**The request**
Please pull out the stretch of the listing from the line containing "# point at: path" through the end of the listing, both ends included, and reproduce it word for word.
***** Provided records *****
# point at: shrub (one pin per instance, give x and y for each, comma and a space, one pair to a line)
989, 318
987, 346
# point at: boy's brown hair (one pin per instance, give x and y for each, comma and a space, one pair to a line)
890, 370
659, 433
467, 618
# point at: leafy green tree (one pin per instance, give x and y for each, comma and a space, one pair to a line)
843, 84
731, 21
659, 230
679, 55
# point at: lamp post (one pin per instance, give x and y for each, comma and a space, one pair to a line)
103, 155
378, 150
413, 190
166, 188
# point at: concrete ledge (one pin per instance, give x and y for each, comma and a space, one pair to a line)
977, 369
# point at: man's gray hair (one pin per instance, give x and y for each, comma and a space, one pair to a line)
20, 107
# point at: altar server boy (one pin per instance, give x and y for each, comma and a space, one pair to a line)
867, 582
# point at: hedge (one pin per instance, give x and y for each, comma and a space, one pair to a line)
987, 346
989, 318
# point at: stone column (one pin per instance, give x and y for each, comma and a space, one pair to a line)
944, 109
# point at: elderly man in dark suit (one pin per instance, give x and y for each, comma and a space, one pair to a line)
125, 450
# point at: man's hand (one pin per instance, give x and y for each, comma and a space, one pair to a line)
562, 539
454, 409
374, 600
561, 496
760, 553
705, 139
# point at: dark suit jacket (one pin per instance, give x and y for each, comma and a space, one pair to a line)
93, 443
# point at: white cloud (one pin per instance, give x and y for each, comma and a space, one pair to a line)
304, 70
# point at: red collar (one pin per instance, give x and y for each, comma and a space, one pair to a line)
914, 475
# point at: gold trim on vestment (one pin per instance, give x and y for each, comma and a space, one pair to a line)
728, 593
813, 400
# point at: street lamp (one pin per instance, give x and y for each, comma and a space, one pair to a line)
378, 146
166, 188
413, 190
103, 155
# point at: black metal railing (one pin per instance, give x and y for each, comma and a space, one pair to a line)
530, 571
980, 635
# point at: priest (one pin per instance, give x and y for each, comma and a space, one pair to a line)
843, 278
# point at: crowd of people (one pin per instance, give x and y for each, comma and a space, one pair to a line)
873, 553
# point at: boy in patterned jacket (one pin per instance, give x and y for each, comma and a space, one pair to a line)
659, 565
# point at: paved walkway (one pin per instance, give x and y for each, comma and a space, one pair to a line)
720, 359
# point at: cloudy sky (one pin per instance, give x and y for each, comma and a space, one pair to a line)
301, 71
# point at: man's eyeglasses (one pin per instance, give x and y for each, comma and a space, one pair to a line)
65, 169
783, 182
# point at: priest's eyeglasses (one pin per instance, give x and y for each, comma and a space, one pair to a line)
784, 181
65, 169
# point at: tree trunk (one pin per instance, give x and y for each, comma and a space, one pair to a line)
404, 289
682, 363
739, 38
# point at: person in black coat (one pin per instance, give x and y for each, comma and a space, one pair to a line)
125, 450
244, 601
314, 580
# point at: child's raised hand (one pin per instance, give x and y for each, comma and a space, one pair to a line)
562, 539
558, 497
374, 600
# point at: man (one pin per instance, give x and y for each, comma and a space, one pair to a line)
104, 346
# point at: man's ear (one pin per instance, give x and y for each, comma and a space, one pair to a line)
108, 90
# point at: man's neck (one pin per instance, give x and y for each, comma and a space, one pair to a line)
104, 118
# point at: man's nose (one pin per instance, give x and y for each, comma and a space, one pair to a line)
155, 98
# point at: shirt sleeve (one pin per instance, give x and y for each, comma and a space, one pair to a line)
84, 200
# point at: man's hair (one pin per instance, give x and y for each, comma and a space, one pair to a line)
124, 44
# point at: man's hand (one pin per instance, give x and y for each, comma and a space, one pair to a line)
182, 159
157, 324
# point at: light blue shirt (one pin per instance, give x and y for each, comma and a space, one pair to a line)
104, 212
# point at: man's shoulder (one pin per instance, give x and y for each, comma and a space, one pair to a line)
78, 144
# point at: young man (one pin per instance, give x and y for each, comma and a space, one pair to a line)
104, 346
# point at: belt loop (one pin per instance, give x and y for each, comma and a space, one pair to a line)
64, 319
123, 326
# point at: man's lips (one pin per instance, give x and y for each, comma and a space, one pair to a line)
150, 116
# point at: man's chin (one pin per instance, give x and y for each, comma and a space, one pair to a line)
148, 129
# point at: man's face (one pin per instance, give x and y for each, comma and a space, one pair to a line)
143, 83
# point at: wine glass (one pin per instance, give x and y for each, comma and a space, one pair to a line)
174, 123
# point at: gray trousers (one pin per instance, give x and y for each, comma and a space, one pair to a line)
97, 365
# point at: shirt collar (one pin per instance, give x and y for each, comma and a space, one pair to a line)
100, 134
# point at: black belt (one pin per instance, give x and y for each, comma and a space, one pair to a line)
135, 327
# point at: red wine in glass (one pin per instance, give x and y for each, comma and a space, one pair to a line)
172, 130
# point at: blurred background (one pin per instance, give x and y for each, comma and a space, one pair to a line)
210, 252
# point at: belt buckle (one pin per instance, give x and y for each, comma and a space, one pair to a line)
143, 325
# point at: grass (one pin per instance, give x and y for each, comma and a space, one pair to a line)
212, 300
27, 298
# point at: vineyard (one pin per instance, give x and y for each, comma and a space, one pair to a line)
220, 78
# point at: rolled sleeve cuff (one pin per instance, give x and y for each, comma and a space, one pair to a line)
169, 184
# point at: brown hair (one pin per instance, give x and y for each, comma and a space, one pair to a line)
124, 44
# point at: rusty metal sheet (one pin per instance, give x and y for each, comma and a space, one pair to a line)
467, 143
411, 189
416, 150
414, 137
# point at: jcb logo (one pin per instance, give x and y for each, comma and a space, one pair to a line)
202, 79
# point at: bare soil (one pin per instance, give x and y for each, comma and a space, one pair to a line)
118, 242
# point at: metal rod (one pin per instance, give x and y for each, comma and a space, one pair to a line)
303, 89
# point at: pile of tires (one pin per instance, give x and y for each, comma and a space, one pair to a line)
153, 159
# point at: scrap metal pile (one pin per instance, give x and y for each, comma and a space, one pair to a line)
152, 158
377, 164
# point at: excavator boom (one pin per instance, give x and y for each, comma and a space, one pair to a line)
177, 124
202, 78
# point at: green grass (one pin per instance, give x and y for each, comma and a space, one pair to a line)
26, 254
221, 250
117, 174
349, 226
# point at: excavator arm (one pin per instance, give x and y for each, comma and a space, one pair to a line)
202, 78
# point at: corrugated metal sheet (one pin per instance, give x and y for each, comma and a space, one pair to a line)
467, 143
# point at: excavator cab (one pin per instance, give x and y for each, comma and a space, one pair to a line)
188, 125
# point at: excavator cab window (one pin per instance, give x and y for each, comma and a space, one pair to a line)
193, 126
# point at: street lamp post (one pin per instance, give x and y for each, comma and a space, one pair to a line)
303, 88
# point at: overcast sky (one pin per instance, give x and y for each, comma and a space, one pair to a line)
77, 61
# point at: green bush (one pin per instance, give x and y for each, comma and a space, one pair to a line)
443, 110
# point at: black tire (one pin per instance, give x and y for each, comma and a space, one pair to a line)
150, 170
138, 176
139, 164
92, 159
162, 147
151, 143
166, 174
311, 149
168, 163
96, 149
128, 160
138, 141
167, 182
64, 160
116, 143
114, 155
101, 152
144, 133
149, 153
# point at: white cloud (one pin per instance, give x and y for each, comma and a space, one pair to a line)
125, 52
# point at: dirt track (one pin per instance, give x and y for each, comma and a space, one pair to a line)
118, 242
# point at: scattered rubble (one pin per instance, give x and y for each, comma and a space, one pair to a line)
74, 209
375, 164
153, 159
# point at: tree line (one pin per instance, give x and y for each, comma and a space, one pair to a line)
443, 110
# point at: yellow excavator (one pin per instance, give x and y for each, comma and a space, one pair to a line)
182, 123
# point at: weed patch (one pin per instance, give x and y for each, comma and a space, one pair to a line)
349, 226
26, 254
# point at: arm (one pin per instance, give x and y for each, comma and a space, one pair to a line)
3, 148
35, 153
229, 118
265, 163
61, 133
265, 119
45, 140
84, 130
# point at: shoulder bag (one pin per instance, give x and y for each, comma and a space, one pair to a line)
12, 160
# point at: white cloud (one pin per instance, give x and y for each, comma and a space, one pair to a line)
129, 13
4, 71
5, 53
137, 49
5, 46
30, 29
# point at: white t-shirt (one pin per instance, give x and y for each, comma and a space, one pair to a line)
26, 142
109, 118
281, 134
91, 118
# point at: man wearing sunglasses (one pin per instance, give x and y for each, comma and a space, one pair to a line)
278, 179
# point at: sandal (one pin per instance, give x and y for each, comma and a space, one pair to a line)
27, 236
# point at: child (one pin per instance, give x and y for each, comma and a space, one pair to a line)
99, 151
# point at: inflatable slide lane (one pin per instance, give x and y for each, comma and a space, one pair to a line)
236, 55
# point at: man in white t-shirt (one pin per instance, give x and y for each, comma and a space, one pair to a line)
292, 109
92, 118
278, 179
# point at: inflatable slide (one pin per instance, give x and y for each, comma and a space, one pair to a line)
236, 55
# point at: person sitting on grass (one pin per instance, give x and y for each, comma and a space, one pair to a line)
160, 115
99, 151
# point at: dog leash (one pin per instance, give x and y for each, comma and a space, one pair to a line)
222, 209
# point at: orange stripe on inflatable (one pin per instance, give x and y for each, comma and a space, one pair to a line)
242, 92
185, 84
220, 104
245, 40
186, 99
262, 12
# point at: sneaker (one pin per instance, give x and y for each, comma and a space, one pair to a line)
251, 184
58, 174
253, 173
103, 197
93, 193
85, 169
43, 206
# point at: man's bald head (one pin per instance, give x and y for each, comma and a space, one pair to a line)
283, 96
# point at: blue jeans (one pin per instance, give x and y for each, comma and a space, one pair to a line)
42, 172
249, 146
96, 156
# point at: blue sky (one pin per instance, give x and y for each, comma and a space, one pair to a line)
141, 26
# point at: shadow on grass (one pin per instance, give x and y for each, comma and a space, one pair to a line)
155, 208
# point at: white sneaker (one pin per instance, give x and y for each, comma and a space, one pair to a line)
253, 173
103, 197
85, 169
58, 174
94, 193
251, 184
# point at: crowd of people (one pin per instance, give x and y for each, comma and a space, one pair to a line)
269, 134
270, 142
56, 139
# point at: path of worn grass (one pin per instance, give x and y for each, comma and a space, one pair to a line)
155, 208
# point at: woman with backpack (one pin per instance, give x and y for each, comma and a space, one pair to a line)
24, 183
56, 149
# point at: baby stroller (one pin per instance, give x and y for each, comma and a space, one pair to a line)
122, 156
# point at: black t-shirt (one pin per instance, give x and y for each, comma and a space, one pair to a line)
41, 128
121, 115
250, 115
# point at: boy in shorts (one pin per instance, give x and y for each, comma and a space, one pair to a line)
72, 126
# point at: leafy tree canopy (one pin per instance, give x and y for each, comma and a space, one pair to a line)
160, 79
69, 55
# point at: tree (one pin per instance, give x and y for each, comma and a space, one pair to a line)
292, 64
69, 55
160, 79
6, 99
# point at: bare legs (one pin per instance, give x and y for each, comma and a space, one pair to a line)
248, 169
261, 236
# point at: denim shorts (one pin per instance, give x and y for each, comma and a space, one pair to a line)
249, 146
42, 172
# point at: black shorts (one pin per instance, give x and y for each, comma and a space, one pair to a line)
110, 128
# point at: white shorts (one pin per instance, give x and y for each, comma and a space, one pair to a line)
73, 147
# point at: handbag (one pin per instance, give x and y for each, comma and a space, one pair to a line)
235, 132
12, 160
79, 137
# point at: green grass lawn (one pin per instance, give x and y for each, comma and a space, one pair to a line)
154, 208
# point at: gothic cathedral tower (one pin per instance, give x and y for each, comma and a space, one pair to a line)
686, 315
*****
**Exercise solution**
# point at: path of worn grass (one pin per instance, give x and y for each, comma and a space, one pair to a line)
155, 208
# point at: woman with backpack (one pin per instance, give x and y for each, comma and a space, one pair to a line)
24, 183
56, 149
# point at: baby stroller (one pin per instance, give x and y for each, comma and a space, one pair to a line)
122, 156
# point at: black t-shirt (one pin per instance, give x and y for each, comma and a space, one pair to a line)
41, 128
121, 115
250, 115
# point at: boy in shorts (one pin per instance, give x and y for each, comma and a space, one pair to a line)
72, 126
# point at: leafy tree canopy (one pin per instance, give x and y for each, comma and a space, one pair to a line)
160, 79
69, 55
# point at: tree (one pin per instance, give x and y for each, comma and a space, one pair to a line)
292, 64
69, 55
160, 79
6, 99
# point at: bare legs (one pin per instance, give x and y for each, comma and a space, one pair to a line)
248, 169
261, 236
# point at: denim shorts (one pin per instance, give x and y for each, comma and a space, one pair to a line)
249, 146
42, 172
# point at: black shorts (one pin per instance, give x and y for each, comma and a space, one pair to a line)
110, 128
# point at: white shorts (one pin per instance, give x and y for each, comma and a space, one pair to a line)
73, 147
# point at: handbag (one pin per instance, give x and y for each, comma and a space, one pair to a line)
235, 132
12, 160
79, 137
# point at: green grass lawn (one pin per instance, give x and y for each, comma and a space, one pair to a line)
154, 208
# point at: gothic cathedral tower (one pin per instance, give x and y for each, comma and a space, one pair to a line)
686, 315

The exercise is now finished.